Records from a dataset
..............................

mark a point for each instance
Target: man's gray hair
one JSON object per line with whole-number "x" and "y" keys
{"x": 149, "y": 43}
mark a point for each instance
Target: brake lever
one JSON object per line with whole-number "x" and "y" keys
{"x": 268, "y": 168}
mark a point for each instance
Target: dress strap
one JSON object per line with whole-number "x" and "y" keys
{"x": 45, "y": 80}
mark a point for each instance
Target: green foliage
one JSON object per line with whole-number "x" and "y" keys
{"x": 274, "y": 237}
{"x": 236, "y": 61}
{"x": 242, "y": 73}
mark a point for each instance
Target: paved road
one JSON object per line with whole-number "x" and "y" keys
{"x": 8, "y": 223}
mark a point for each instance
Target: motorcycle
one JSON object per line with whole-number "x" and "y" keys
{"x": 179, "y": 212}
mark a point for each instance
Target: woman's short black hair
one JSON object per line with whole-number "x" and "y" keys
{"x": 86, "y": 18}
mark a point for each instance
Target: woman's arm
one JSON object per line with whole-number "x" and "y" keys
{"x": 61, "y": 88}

..............................

● **Work request**: Every entry should be output exactly as written, please.

● **Solution to this exercise**:
mark a point for each instance
Target: man's gray hair
one JSON object per line with whole-number "x" and "y" keys
{"x": 149, "y": 43}
mark a point for each instance
Target: brake lever
one JSON object per line with whole-number "x" and "y" keys
{"x": 268, "y": 168}
mark a point for each instance
Target: dress strap
one JSON object per line with whole-number "x" and "y" keys
{"x": 45, "y": 80}
mark a point for each instance
Target: green foliage
one JSON object per line with whole-number "x" and "y" keys
{"x": 274, "y": 237}
{"x": 236, "y": 61}
{"x": 242, "y": 73}
mark a point for each instance
Target: paved road
one JSON object per line with whole-number "x" and "y" keys
{"x": 8, "y": 223}
mark a point for each instance
Target: motorcycle
one JSON object per line with whole-number "x" and "y" keys
{"x": 179, "y": 212}
mark a point for each instance
Target: woman's short black hair
one JSON object per line with whole-number "x" and "y" keys
{"x": 86, "y": 18}
mark a point for each instance
Target: woman's arm
one JSON object per line with whole-number "x" and "y" keys
{"x": 61, "y": 88}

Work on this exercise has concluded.